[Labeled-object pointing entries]
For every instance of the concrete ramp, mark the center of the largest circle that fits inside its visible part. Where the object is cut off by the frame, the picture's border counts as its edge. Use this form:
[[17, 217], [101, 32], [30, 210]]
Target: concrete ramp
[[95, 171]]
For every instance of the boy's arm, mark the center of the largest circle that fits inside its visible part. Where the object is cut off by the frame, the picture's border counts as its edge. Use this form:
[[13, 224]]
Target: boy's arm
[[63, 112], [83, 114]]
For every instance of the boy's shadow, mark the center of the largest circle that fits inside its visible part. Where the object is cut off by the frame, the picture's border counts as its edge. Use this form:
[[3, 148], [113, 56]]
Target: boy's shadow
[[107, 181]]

WHAT IS REQUIRED |
Reproduce all of the rows above word for word, changing nothing.

COMPLETED EXERCISE |
For every instance of the concrete ramp, mark the center of the largest circle that fits inside its visible part. Where the object is cut off by the frame, the picture's border counts as its edge. Use this form:
[[17, 217], [101, 32], [30, 210]]
Target: concrete ramp
[[95, 171]]
For every instance of the boy's arm, mark the center of the largest circle that fits inside its visible part. Where the object is cut off by the frame, the picture's border counts as its edge. Use this form:
[[13, 224]]
Target: boy's arm
[[63, 112], [83, 114]]
For every instance of the boy's shadow, mark the center of the largest circle that fits inside its visible part. Where the object is cut off by the frame, the picture's border counts as its edge. Use this form:
[[3, 148], [113, 56]]
Target: boy's shadow
[[107, 181]]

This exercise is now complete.